Wie schwer eine Polio-Infektion verläuft, können Fachleute nicht sagen. Es können Magen und Darmbeschwerden auftreten, Übelkeit oder Fieber, Hals- und Kopfschmerzen, ähnlich einer Grippe. Laut Franz verlaufen so 95 Prozent der Infektionen.
Meist harmloser Verlauf mit geringen Symptomen
Nur in wenigen Fällen sei auch das Zentrale Nervensystem (ZNS) betroffen. „Hierbei können typische Symptome einer Gehirnhautentzündung wie Fieber, Nackensteifigkeit und Rückenschmerzen auftreten.“ Nur in unter einem Prozent der Fälle entwickele sich eine sogenannte Paralytische Poliomyelitis, die mit schlaffen Lähmungen der Bein-, Arm-, Bauch- und Augenmuskulatur verbunden sein könne. Franz‘ Kollege vom Gesundheitsamt Rosenheim, Dr. Wolfgang Hierl, erklärt, dass weder die Erkrankung selbst noch das Post-Polio-Symdrom behandelt werden könnten. „Man kann die Symptome nur lindern“, sagt Hierl.

- Ihre Aufgabe
Schreiben Sie den Text über Polio vollständig und ohne jede Änderung ab. Die anschließenden Zeilen sind eigenständiges Material und gehören nicht zum Text über Polio.

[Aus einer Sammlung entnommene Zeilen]
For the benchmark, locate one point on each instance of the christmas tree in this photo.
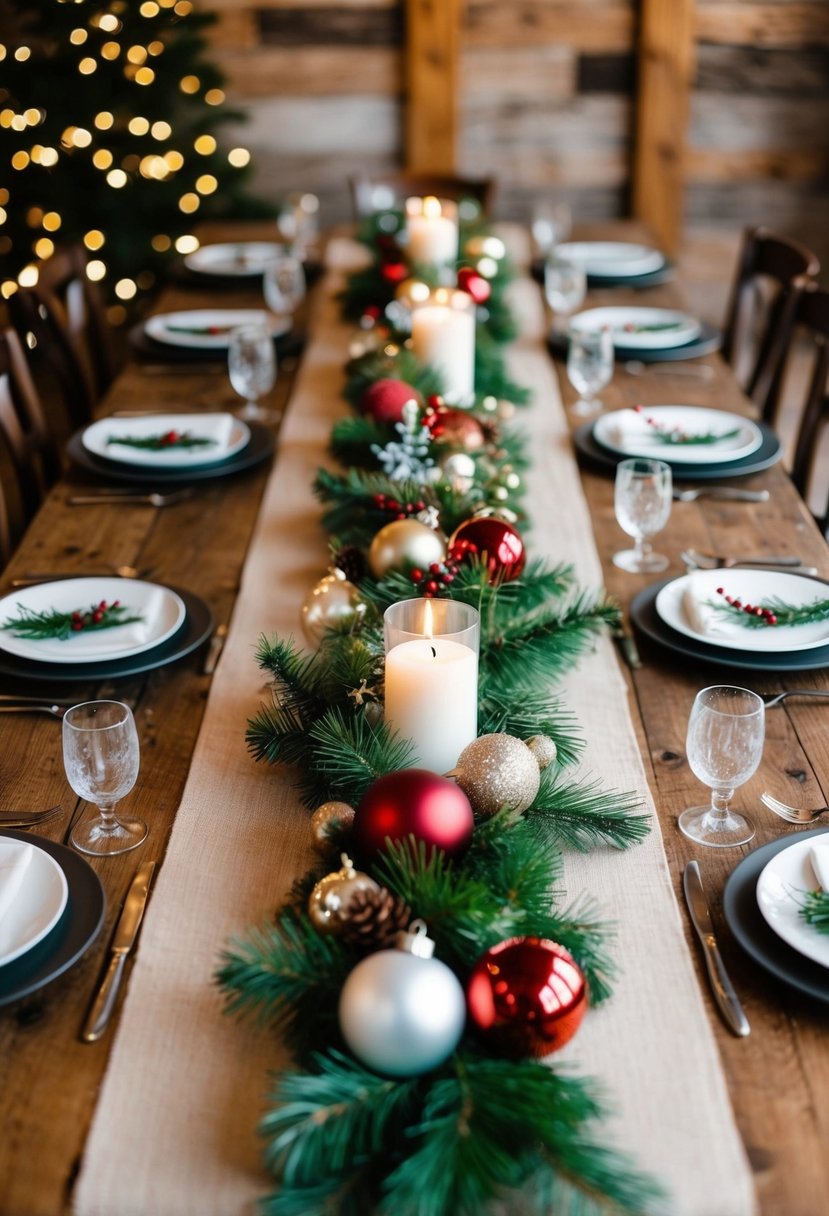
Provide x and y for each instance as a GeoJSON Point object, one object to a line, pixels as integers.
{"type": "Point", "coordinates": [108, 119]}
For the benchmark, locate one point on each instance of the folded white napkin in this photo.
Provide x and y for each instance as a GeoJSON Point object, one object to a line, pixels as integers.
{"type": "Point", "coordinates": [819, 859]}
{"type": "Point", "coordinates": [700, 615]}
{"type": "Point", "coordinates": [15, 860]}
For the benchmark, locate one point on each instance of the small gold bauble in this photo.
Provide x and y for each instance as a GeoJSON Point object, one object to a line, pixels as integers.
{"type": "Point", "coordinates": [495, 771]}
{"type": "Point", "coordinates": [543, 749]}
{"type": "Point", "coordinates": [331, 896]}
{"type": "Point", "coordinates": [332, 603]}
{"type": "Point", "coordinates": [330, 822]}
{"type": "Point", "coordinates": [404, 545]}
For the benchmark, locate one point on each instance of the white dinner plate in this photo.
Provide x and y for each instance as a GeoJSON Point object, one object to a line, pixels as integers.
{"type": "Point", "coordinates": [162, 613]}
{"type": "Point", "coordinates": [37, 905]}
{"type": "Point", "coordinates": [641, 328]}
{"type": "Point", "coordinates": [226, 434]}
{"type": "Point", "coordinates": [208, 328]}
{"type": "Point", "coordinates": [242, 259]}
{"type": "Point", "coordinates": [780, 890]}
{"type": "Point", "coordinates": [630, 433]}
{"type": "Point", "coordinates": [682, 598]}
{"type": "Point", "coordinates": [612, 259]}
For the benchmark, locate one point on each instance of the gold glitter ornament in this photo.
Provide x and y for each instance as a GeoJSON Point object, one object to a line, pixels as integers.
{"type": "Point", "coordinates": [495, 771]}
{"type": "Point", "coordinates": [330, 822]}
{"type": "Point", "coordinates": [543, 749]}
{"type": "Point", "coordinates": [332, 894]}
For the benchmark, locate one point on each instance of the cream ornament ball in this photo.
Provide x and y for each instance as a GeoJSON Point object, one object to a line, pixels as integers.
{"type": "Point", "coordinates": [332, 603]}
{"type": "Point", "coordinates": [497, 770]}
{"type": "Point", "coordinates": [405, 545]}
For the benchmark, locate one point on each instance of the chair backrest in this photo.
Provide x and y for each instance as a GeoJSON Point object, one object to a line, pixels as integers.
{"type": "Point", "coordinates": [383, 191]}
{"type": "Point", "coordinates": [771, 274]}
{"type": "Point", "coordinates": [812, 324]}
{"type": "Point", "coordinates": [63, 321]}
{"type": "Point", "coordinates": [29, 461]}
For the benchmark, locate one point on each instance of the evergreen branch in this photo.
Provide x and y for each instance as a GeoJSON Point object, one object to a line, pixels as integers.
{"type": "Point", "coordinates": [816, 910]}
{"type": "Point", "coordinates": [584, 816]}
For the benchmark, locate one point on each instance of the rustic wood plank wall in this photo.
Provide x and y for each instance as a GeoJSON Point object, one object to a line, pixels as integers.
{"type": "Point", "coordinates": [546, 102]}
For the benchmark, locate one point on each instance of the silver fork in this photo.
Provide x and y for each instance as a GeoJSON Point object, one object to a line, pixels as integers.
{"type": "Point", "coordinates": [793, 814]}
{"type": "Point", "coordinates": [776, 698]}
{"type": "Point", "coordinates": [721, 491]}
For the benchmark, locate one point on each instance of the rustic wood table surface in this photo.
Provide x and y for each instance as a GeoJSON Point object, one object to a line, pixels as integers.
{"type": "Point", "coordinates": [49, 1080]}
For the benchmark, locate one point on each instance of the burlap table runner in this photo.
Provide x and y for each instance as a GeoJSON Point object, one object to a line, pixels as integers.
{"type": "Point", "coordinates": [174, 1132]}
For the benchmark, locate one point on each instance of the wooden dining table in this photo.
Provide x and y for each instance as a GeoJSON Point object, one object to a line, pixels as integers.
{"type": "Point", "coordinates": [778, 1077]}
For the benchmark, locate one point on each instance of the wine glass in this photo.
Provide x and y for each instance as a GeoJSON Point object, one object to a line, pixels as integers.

- Gelöste Aufgabe
Wie schwer eine Polio-Infektion verläuft, können Fachleute nicht sagen. Es können Magen und Darmbeschwerden auftreten, Übelkeit oder Fieber, Hals- und Kopfschmerzen, ähnlich einer Grippe. Laut Franz verlaufen so 95 Prozent der Infektionen.
Meist harmloser Verlauf mit geringen Symptomen
Nur in wenigen Fällen sei auch das Zentrale Nervensystem (ZNS) betroffen. „Hierbei können typische Symptome einer Gehirnhautentzündung wie Fieber, Nackensteifigkeit und Rückenschmerzen auftreten.“ Nur in unter einem Prozent der Fälle entwickele sich eine sogenannte Paralytische Poliomyelitis, die mit schlaffen Lähmungen der Bein-, Arm-, Bauch- und Augenmuskulatur verbunden sein könne. Franz‘ Kollege vom Gesundheitsamt Rosenheim, Dr. Wolfgang Hierl, erklärt, dass weder die Erkrankung selbst noch das Post-Polio-Symdrom behandelt werden könnten. „Man kann die Symptome nur lindern“, sagt Hierl.